ENUNCIADO 1:
Responda com base no trecho fornecido:
(a) Por qual nome o grupo ficou conhecido?
(b) Em que mês Beirão começou a greve de fome?
(c) Onde amigos e parentes dos ativistas fizeram a vigília na quinta-feira à noite?
ENUNCIADO 2:
Reproduza palavra por palavra o trecho fornecido, de "Uma campanha pela" até "José Eduardo Agualusa.", incluindo esta última parte.

+++ TRECHO FORNECIDO

Uma campanha pela libertação do grupo - conhecido como 15+1 - mobilizou nas últimas semanas vários artistas e escritores de países lusófonos, entre os quais Chico César, Emicida, Lourenço Mutarelli, Mia Couto e José Eduardo Agualusa.

A Anistia Internacional diz que os jovens foram presos por "simplesmente exercerem o seu direito de liberdade de expressão".

Beirão iniciou a greve de fome em setembro, após completar 90 dias na prisão, prazo máximo da legislação angolana para detenções provisórias. O Ministério Público só apresentou uma denúncia formal contra o grupo nesta semana.

Na noite de quinta-feira, amigos e parentes dos ativistas detidos se reuniram para uma vigília em frente à Igreja Sagrada Família, em Luanda. "Luaty, aguenta. És um verdadeiro guerreiro", dizia um dos cartazes portados pelos manifestantes.

++++++
+++ MATERIAL EXTRAÍDO

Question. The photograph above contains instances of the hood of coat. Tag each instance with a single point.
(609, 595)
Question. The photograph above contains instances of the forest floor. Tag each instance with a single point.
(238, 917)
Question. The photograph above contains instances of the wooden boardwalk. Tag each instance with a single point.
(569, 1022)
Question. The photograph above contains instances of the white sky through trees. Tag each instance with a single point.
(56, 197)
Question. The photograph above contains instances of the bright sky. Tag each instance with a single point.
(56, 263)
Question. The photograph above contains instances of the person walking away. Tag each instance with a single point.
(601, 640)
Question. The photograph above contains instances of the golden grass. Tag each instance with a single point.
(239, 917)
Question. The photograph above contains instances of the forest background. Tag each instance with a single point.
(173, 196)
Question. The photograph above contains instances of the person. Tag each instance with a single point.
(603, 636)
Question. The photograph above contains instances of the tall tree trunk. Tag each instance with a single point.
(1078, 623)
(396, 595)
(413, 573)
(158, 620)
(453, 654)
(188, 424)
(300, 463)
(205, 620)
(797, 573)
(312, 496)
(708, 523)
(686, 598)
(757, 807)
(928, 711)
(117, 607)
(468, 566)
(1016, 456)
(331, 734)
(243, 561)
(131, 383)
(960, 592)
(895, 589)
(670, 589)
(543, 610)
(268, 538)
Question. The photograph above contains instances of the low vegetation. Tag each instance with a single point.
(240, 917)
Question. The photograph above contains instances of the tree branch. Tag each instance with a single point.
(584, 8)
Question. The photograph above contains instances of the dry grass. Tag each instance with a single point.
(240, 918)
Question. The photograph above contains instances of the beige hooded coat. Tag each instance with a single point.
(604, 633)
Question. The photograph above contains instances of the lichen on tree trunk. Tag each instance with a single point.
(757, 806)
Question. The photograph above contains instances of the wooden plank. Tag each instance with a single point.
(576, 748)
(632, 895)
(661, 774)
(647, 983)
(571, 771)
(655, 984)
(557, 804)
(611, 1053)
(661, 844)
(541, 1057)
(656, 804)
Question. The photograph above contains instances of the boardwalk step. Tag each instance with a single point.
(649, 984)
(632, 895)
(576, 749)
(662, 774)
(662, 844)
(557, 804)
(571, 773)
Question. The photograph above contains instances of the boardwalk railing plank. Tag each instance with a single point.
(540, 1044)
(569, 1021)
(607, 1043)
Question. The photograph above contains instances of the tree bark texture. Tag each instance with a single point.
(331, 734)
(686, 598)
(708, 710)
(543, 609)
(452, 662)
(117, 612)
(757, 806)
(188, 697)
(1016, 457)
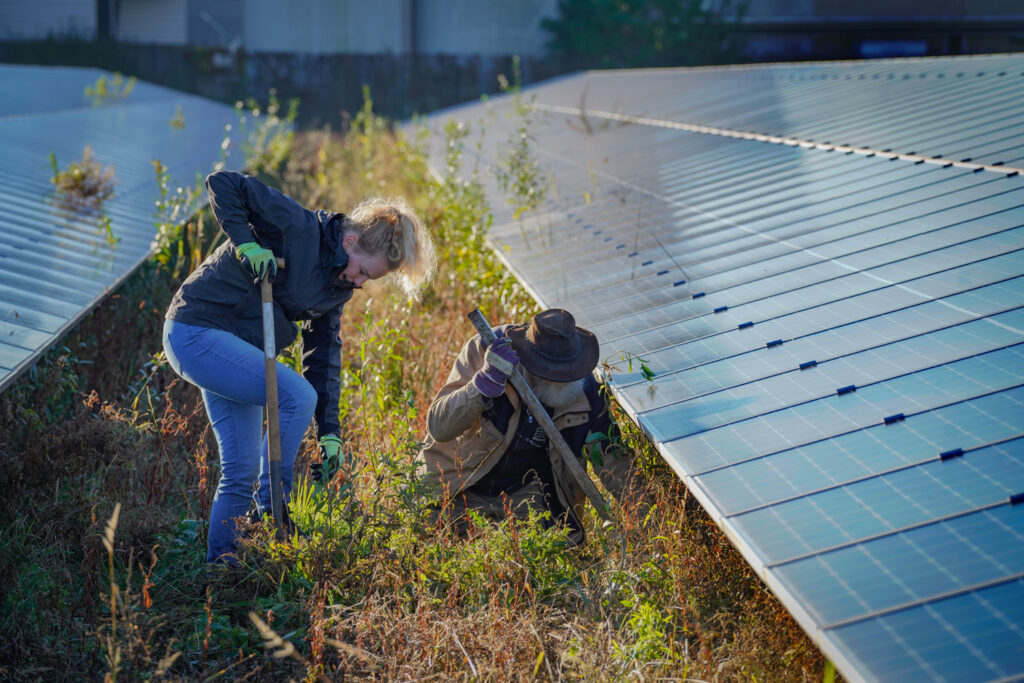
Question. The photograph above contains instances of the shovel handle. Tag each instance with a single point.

++++++

RESOLUÇÃO 1:
(a) 15+1.
(b) Em setembro.
(c) Em frente à Igreja Sagrada Família, em Luanda.

RESOLUÇÃO 2:
Uma campanha pela libertação do grupo - conhecido como 15+1 - mobilizou nas últimas semanas vários artistas e escritores de países lusófonos, entre os quais Chico César, Emicida, Lourenço Mutarelli, Mia Couto e José Eduardo Agualusa.